▸ TASK REQUIREMENTS
Transcribe all of the data exactly. Omit the pictures.
start
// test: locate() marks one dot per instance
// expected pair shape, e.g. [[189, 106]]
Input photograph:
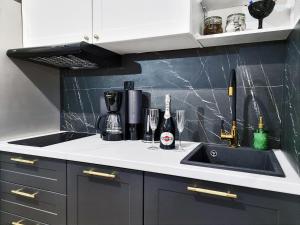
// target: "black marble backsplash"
[[197, 80], [291, 107]]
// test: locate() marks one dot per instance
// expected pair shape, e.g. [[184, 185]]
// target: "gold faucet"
[[231, 136]]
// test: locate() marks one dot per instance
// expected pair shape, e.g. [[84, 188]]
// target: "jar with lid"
[[236, 22], [213, 25]]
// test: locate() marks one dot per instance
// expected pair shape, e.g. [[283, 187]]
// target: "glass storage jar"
[[213, 25], [236, 22]]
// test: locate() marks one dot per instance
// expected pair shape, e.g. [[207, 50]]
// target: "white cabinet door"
[[121, 20], [51, 22]]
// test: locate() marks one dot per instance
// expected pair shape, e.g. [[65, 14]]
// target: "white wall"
[[29, 93]]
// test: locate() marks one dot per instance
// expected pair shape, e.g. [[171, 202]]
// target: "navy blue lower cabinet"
[[179, 201], [100, 195]]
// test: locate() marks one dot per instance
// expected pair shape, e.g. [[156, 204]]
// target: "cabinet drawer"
[[11, 219], [43, 173], [100, 195], [33, 203]]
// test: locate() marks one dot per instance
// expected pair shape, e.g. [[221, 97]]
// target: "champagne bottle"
[[167, 130]]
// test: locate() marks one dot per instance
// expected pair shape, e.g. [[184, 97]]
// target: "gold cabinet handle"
[[18, 223], [99, 174], [212, 192], [24, 161], [20, 192]]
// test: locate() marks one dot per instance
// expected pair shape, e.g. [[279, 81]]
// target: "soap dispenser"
[[260, 136]]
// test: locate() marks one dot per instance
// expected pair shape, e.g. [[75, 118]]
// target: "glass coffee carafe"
[[113, 123], [110, 125]]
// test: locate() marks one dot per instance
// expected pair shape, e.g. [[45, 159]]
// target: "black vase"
[[261, 9]]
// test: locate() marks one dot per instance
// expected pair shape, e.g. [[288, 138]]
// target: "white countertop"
[[135, 155]]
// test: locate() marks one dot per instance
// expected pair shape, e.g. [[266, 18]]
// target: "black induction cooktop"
[[51, 139]]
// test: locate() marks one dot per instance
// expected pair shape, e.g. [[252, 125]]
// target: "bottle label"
[[167, 138]]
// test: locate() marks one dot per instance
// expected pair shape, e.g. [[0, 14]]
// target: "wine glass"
[[153, 117], [180, 119]]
end
▸ EXERCISE OUTPUT
// test: locate() marks one dot per instance
// expected pair shape, e.g. [[189, 106]]
Input photograph:
// target: "black marble backsplash"
[[197, 80], [291, 107]]
// test: locate() marks one dot per instance
// expected pair shape, e.g. [[184, 185]]
// target: "gold faucet"
[[231, 136]]
// test: locate() marks one dot per instance
// expected pair shape, e.g. [[84, 188]]
// target: "jar with lid"
[[236, 22], [213, 25]]
// test: locate() marks one dot per instance
// expected pair shape, e.g. [[283, 187]]
// target: "glass storage jar"
[[213, 25], [236, 22]]
// test: locate() marks one dot per instance
// expected pair shape, e.g. [[207, 50]]
// target: "white cabinet door"
[[121, 20], [51, 22]]
// test: locate() marks one dot per instance
// expected pair shape, e.g. [[65, 14]]
// target: "white wall"
[[29, 93]]
// test: locate() marks one dot per instance
// expected pair shape, e.g. [[171, 202]]
// target: "navy blue lower cabinet"
[[179, 201], [100, 195]]
// test: locate() marks one dot per instance
// expected pair shape, e.g. [[156, 204]]
// target: "cabinet drawer"
[[11, 219], [43, 173], [100, 195], [33, 203]]
// test: locate() marks one dot per instance
// expected pair shape, e.g. [[221, 97]]
// target: "champagne bottle"
[[167, 130]]
// test: locate() marks one dot per instance
// expected pair shape, e.g. [[184, 97]]
// target: "gold cabinet handle"
[[18, 223], [99, 174], [212, 192], [24, 161], [20, 192]]
// test: locate() marks one dot per instance
// expected pair shape, e.g. [[279, 81]]
// target: "soap dispenser"
[[260, 136]]
// test: locate() marks one dot per instance
// expected pair shape, e.g. [[75, 118]]
// target: "glass coffee carafe"
[[113, 123], [110, 125]]
// test: locate() marks one dot per instance
// expected pair shape, e.g. [[45, 159]]
// target: "black vase"
[[261, 9]]
// test: locate() marks one dot per instance
// expected pair shape, e.g. [[288, 138]]
// target: "white countertop"
[[135, 155]]
// test: locate() marks one dot per instance
// expected pair shape, e.g. [[266, 18]]
// target: "black induction cooktop"
[[51, 139]]
// test: locate() marks one dot per instance
// expected pair shape, e.g. [[252, 125]]
// target: "bottle label"
[[167, 138]]
// test: locate() marks one dot per instance
// expected pair shape, e.g. [[0, 14]]
// target: "wine glass"
[[153, 117], [180, 119]]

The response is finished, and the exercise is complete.